Your copy should match the entries exactly, except that it holds no pictures.

Start of Records supplied

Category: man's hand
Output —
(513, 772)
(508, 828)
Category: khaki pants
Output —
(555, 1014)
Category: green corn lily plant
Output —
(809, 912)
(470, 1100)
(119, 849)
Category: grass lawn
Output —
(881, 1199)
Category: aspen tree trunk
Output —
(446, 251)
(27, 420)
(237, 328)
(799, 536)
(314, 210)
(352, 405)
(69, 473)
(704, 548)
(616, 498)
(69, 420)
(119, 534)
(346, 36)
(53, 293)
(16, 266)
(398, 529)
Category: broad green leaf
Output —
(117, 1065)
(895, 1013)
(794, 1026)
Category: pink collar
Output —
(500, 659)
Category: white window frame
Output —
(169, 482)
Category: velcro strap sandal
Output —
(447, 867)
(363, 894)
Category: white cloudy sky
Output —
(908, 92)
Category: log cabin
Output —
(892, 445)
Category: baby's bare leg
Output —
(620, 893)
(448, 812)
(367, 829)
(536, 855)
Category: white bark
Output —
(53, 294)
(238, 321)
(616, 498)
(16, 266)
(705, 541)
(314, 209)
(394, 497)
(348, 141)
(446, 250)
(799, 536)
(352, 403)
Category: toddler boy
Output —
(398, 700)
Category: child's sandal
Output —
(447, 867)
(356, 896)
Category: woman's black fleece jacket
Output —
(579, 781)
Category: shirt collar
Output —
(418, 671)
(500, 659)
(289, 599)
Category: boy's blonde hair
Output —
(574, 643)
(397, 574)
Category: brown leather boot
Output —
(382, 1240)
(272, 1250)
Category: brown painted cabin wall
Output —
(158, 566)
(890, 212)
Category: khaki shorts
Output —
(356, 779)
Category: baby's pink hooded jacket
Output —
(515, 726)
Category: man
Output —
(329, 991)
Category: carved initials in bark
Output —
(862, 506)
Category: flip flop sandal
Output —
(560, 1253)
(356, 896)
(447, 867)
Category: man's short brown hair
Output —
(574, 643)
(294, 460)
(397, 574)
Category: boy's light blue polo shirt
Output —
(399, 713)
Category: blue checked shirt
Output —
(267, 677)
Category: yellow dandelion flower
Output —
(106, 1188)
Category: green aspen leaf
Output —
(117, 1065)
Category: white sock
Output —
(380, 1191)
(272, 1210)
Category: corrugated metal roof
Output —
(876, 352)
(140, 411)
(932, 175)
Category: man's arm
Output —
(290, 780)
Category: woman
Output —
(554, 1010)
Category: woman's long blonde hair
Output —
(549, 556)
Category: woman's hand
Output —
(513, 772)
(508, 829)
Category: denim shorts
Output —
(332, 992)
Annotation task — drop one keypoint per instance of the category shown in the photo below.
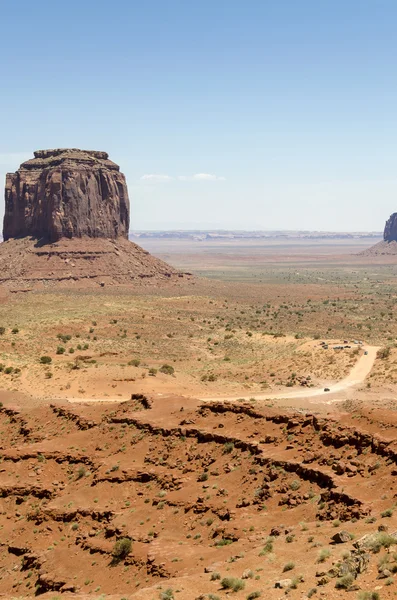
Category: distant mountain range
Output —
(200, 235)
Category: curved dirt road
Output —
(359, 372)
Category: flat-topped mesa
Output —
(390, 231)
(66, 193)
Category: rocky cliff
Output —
(390, 232)
(66, 193)
(66, 223)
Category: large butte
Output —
(67, 219)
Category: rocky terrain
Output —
(66, 193)
(66, 221)
(389, 243)
(169, 498)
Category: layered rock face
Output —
(66, 223)
(66, 193)
(390, 232)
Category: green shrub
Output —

End of Records supplied

**Worked solution:**
Category: man's hand
Output —
(513, 772)
(508, 828)
Category: khaki pants
Output —
(555, 1014)
Category: green corn lily plant
Output —
(809, 912)
(470, 1100)
(119, 849)
Category: grass lawn
Output —
(881, 1199)
Category: aspen tree trunk
Output —
(446, 251)
(27, 420)
(237, 328)
(799, 536)
(314, 210)
(352, 405)
(69, 473)
(704, 548)
(616, 498)
(69, 420)
(119, 534)
(346, 36)
(53, 293)
(16, 266)
(398, 529)
Category: broad green leaf
Output —
(117, 1065)
(895, 1013)
(794, 1026)
Category: pink collar
Output —
(500, 659)
Category: white window frame
Output —
(169, 482)
Category: velcro strap sandal
Output —
(447, 867)
(363, 894)
Category: white cloudy sky
Output —
(908, 92)
Category: log cabin
Output —
(892, 445)
Category: baby's bare leg
Output —
(620, 893)
(448, 812)
(367, 829)
(536, 855)
Category: white bark
Output —
(53, 294)
(238, 321)
(616, 498)
(16, 266)
(705, 541)
(314, 209)
(394, 497)
(348, 141)
(446, 250)
(799, 536)
(352, 403)
Category: toddler boy
Output —
(398, 700)
Category: child's sandal
Output —
(447, 867)
(356, 896)
Category: woman's black fleece jacket
Output —
(579, 781)
Category: shirt collar
Output —
(418, 671)
(500, 659)
(289, 599)
Category: boy's blonde hair
Output —
(574, 643)
(397, 574)
Category: brown leather boot
Output —
(382, 1240)
(272, 1250)
Category: brown painted cabin wall
Output —
(158, 566)
(890, 212)
Category: khaki shorts
Output —
(356, 779)
Category: baby's pink hooded jacket
Output —
(515, 726)
Category: man
Output —
(329, 991)
Category: carved initials in bark
Output —
(862, 506)
Category: flip flop sandal
Output —
(560, 1253)
(356, 896)
(447, 867)
Category: man's short brown hair
Output —
(574, 643)
(294, 460)
(397, 574)
Category: boy's light blue polo shirt
Output —
(399, 713)
Category: blue checked shirt
Output —
(267, 677)
Category: yellow dandelion flower
Output —
(106, 1188)
Category: green aspen leaf
Output —
(117, 1065)
Category: white sock
Output —
(380, 1191)
(272, 1210)
Category: corrugated metal roof
Output —
(876, 352)
(140, 411)
(932, 175)
Category: man's arm
Output —
(290, 780)
Category: woman
Output —
(554, 1010)
Category: woman's long blonde hair
Output —
(549, 556)
Category: woman's hand
Output —
(513, 772)
(508, 829)
Category: denim shorts
Output —
(332, 992)
Annotation task — drop one keypoint per instance of the category shown in the photo below.
Category: distant mountain range
Output —
(200, 235)
Category: curved dirt road
Output —
(359, 372)
Category: flat-topped mesa
Output —
(390, 231)
(66, 193)
Category: rocky cliff
Output —
(390, 232)
(66, 193)
(66, 223)
Category: large butte
Output —
(67, 219)
Category: rocky terrain
Output —
(66, 193)
(66, 221)
(389, 243)
(169, 498)
Category: layered rock face
Output —
(66, 223)
(66, 193)
(390, 232)
Category: green shrub
Output —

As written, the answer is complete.